■ What you are asked to do ■
Extract from the entries below, exactly as given, only the lines from the line containing "<point>115,113</point>" to the line containing "<point>244,99</point>", both lines included.

(Region pointing data)

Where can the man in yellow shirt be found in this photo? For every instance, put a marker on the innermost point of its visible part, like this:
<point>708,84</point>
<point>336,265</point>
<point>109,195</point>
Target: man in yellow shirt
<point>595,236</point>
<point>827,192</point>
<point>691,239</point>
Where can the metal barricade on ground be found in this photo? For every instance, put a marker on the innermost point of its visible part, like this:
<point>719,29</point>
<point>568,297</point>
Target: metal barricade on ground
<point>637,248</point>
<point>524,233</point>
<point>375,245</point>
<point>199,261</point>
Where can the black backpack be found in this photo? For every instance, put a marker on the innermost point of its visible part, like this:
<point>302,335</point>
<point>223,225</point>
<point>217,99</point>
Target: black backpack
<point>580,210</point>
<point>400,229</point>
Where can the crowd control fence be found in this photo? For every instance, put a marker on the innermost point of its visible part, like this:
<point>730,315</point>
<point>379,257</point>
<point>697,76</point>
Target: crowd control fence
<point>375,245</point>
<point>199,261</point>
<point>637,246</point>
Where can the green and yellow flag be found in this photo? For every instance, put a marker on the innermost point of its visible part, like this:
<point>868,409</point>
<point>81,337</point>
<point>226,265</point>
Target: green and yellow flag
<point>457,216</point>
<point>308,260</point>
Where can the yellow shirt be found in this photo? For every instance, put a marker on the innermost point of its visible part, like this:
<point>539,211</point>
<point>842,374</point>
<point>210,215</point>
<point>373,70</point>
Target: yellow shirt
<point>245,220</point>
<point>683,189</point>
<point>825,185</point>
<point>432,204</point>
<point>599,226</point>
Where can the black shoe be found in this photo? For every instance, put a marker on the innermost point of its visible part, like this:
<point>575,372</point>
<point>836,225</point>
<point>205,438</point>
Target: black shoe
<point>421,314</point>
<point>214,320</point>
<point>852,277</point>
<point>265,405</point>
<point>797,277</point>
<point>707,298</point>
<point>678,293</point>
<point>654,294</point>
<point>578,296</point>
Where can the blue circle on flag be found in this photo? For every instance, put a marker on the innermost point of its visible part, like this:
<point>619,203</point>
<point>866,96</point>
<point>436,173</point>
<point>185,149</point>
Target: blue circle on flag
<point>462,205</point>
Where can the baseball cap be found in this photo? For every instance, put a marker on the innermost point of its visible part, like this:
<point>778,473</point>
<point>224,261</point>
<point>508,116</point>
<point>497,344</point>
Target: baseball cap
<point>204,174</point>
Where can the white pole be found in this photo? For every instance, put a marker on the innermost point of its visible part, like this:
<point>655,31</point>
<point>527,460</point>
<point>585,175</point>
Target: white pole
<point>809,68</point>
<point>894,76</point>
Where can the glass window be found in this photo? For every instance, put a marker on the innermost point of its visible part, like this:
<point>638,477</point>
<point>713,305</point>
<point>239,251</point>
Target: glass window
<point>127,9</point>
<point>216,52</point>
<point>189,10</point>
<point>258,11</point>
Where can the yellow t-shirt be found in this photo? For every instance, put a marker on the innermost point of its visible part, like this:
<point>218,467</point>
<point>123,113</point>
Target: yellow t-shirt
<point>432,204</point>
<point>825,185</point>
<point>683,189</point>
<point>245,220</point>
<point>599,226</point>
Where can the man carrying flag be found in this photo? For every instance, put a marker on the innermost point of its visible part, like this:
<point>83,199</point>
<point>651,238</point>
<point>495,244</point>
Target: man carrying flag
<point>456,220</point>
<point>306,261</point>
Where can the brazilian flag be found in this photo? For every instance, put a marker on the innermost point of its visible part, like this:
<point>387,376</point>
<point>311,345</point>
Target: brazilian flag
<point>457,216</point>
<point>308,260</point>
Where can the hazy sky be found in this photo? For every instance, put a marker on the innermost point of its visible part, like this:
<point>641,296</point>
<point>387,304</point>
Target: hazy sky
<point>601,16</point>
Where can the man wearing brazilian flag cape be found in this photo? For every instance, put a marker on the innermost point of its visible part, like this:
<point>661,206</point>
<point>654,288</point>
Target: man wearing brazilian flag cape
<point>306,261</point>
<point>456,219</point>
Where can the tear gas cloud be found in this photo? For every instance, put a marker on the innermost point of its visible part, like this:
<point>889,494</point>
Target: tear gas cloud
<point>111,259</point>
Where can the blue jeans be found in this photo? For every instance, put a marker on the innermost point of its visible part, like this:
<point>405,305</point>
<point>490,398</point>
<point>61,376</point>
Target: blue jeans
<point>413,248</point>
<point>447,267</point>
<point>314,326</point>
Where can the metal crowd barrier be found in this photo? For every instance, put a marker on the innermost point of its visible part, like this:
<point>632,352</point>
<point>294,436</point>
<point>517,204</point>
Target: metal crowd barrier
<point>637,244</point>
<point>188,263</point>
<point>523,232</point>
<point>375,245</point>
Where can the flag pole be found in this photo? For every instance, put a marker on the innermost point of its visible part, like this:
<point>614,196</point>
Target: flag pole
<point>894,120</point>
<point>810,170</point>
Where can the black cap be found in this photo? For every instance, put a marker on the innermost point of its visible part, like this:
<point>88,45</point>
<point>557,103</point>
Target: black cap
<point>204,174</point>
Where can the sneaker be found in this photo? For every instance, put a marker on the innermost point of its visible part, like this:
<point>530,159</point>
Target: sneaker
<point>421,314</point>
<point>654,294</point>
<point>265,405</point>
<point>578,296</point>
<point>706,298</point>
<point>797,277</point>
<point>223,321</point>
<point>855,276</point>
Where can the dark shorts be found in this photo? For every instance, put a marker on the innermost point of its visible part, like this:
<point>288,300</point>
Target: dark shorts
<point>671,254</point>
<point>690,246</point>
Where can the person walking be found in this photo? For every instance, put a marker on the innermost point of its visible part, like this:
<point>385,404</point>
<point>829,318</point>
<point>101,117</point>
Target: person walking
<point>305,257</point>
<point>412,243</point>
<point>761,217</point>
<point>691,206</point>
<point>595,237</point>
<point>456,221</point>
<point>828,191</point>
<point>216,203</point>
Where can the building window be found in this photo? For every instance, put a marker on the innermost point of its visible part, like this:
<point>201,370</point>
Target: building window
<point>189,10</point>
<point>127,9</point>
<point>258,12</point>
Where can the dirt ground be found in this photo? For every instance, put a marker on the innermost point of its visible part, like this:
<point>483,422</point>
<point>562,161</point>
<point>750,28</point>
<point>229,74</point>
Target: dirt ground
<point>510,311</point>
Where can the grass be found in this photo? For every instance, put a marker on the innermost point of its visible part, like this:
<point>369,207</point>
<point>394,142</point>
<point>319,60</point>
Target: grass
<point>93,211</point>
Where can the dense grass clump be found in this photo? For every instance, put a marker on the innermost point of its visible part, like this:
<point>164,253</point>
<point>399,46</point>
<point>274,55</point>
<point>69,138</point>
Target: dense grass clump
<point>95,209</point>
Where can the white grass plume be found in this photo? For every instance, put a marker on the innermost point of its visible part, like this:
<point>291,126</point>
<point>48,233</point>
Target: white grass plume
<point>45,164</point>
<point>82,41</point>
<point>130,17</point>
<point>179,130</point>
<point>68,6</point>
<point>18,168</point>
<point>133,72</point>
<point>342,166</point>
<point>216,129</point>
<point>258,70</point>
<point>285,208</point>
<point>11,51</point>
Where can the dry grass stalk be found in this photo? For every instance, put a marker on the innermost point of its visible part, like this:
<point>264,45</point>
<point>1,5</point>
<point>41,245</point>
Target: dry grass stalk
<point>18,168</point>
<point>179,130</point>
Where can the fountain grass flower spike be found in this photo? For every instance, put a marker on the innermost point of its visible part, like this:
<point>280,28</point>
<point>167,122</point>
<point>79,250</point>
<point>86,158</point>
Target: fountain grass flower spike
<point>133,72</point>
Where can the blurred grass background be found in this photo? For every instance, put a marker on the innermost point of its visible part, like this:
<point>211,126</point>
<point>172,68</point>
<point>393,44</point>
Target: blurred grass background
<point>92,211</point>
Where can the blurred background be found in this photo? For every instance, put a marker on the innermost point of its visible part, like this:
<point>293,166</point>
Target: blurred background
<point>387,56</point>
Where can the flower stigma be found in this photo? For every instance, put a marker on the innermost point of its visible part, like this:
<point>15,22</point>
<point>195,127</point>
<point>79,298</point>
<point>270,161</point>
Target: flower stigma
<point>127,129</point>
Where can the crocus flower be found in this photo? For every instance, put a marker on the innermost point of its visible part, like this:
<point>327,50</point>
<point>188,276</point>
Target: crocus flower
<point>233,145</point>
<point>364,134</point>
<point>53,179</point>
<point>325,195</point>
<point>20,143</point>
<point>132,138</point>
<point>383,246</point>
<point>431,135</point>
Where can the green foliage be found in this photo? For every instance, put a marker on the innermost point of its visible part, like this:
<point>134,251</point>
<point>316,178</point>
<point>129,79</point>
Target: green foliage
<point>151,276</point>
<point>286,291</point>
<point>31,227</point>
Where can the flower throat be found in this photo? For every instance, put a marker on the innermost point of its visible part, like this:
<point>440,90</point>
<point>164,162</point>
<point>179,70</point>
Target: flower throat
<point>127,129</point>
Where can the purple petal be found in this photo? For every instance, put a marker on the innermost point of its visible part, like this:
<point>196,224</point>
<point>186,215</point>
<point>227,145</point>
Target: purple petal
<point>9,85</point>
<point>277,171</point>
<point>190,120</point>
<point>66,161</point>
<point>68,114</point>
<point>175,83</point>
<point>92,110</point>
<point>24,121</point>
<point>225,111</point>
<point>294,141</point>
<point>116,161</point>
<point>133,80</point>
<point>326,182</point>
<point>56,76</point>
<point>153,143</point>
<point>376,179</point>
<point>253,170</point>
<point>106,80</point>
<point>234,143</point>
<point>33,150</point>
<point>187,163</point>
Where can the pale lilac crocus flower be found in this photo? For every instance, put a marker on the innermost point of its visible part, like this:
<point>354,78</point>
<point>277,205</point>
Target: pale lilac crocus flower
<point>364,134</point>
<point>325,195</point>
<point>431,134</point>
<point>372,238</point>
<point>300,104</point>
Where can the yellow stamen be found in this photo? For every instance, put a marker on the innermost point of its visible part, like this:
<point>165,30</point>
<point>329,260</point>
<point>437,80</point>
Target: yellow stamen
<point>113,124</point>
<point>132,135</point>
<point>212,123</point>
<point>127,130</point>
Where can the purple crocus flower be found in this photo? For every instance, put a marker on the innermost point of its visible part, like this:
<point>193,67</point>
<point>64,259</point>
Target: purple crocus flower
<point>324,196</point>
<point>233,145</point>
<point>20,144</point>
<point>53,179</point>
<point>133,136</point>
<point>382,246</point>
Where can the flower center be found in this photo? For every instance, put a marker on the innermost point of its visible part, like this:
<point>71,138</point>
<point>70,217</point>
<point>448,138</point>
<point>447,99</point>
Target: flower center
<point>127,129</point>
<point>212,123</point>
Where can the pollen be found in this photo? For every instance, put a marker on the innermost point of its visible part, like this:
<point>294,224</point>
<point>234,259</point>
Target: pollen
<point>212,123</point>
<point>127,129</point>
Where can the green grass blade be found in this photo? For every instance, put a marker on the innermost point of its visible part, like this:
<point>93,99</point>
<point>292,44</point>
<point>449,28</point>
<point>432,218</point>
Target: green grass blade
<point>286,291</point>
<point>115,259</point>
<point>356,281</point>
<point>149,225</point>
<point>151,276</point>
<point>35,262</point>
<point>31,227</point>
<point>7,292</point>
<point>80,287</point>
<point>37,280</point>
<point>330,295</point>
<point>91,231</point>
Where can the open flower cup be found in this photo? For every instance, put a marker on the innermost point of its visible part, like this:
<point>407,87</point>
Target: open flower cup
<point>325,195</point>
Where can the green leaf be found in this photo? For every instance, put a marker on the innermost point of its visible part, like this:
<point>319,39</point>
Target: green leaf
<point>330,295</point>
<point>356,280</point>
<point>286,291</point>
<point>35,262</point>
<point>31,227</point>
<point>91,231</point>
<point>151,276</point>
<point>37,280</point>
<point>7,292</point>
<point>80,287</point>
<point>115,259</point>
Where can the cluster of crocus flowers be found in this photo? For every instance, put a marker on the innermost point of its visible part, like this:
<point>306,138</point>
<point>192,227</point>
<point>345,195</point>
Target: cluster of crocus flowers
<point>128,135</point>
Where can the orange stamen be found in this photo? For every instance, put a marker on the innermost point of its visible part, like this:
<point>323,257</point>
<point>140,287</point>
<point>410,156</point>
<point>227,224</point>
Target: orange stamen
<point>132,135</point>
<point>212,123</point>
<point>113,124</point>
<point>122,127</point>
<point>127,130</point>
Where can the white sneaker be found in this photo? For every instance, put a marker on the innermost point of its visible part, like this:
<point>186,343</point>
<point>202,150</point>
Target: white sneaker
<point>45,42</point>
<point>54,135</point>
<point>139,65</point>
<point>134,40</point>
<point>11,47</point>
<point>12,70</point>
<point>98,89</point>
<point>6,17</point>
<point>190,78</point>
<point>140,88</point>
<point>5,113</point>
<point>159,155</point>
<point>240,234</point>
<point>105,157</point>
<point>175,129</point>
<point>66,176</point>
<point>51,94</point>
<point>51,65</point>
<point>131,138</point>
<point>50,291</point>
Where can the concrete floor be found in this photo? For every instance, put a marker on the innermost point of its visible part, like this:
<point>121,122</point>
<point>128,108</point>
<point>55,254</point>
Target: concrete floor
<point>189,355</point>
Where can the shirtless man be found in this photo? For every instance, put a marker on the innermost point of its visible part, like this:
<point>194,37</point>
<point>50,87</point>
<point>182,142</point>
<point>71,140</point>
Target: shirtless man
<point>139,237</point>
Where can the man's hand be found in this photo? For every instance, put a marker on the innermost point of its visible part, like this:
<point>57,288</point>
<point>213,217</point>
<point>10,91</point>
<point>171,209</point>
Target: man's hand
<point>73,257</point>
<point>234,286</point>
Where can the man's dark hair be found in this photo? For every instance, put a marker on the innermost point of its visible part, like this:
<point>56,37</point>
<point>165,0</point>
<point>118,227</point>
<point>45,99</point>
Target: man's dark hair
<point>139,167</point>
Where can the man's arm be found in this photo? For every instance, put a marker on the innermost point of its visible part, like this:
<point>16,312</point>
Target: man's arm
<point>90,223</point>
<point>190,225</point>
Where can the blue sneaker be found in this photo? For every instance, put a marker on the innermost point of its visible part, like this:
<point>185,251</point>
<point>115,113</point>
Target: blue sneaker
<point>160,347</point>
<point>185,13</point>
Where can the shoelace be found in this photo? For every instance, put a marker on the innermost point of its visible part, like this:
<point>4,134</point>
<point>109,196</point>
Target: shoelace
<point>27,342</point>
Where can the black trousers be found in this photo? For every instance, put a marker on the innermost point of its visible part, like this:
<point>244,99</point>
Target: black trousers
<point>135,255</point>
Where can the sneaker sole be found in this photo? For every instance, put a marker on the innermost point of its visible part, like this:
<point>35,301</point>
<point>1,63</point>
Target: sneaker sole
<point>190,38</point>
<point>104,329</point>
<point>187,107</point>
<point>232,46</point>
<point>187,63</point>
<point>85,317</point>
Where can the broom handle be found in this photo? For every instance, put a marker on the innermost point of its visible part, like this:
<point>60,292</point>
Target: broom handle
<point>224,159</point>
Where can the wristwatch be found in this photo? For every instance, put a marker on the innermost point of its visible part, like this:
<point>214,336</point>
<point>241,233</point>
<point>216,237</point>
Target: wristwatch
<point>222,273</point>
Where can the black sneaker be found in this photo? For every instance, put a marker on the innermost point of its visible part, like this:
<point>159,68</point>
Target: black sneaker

■ Exercise solution ■
<point>115,113</point>
Target: blue sneaker
<point>160,347</point>
<point>185,13</point>
Where can the shoelace be found in this photo? For every instance, put a marker on the innermost point of its visible part, like this:
<point>4,134</point>
<point>109,196</point>
Target: shoelace
<point>27,342</point>
Where can the black trousers be found in this photo? For every instance, put a marker on the innermost point of its visible part, like this:
<point>244,99</point>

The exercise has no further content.